▶ **Texte fourni**

"""

Né le 27 décembre 1930 à Hayti, dans le Missouri, Bob Stroger représente bien plus qu'un simple musicien ; il est le gardien d'une tradition qui a migré des champs de coton vers les clubs électrifiés du Nord. Son parcours est emblématique de la Grande Migration afro-américaine, un mouvement qui a non seulement déplacé des populations, mais a surtout transmuté le blues rural en une force urbaine et électrique.
Les années de formation et l'ombre des géants
L'enfance de Stroger s'est déroulée dans la ruralité du Missouri, mais c'est son arrivée à Chicago en 1955 qui a scellé son destin musical. La famille Stroger s'installe dans le West Side, occupant un appartement situé juste derrière le Silvio's, un club légendaire qui accueillait les figures de proue du Chicago Blues. Cette proximité géographique a permis à Stroger de s'imprégner, presque par osmose, du jeu de Muddy Waters et Howlin' Wolf.

"""

▶ **Volets de l'exercice**
a) Répondez aux questions suivantes à l'aide du texte sur Bob Stroger :
(i) À quelle date et dans quelle ville Bob Stroger est-il né ?
(ii) En quelle année est-il arrivé à Chicago ?
(iii) Quel club se trouvait juste derrière l'appartement de la famille Stroger ?
b) Citez le texte sur Bob Stroger en commençant par « Les années de » et en poursuivant jusqu'à « et Howlin' Wolf. ».
c) Prolongez le texte sur Bob Stroger au-delà de sa dernière phrase.

(Lignes du jeu de données de pointage d'objets)
"""

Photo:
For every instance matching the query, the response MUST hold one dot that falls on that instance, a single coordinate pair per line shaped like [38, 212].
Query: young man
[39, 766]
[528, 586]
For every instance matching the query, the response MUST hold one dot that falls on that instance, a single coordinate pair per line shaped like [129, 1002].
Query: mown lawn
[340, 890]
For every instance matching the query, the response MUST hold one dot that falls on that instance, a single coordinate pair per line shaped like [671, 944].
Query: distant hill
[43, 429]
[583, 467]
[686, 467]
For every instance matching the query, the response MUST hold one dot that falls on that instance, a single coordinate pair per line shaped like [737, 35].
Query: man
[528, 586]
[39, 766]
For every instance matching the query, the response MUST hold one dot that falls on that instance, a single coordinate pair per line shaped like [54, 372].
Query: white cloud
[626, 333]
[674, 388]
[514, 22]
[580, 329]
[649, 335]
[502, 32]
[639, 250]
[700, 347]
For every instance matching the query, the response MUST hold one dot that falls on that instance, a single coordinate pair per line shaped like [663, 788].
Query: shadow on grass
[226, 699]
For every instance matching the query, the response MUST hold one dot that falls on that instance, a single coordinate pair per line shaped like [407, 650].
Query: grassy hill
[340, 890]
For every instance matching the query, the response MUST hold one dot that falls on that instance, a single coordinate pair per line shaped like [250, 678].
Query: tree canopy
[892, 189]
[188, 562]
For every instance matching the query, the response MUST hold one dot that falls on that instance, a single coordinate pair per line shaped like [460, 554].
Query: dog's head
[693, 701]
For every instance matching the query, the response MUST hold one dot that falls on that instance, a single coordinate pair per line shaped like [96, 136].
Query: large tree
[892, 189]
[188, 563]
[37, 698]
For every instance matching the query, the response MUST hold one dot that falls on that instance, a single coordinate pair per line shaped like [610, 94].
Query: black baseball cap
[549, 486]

"""

▶ **Réponses par tâche**
a)
(i) Le 27 décembre 1930, à Hayti, dans le Missouri.
(ii) En 1955.
(iii) Le Silvio's.

b)
Les années de formation et l'ombre des géants
L'enfance de Stroger s'est déroulée dans la ruralité du Missouri, mais c'est son arrivée à Chicago en 1955 qui a scellé son destin musical. La famille Stroger s'installe dans le West Side, occupant un appartement situé juste derrière le Silvio's, un club légendaire qui accueillait les figures de proue du Chicago Blues. Cette proximité géographique a permis à Stroger de s'imprégner, presque par osmose, du jeu de Muddy Waters et Howlin' Wolf.

c)
Initialement guitariste autodidacte, Stroger s'est tourné vers la basse par nécessité et par opportunité, encouragé par son beau-frère Johnny Ferguson et des musiciens tels que Calvin "Fuzz" Jones. Ses débuts sur l'instrument étaient précaires : il utilisait une guitare dont il accordait les cordes pour simuler le registre grave avant de pouvoir s'offrir une véritable basse électrique à quatre cordes. Ce passage de la guitare à la basse est crucial pour comprendre son style : il conserve une approche mélodique tout en privilégiant la fonction de soutien rythmique pur.
L'art du sideman d'élite
La carrière de Stroger se définit par sa fidélité et sa stabilité. Pendant quinze ans, il a été le pilier rythmique du guitariste Eddie King, participant à ses premiers enregistrements en 1965 avec le titre "Love You Baby". Après une période de doute qui l'a vu s'éloigner de la musique suite au départ de King, il est revenu sur le devant de la scène grâce à Otis Rush en 1975.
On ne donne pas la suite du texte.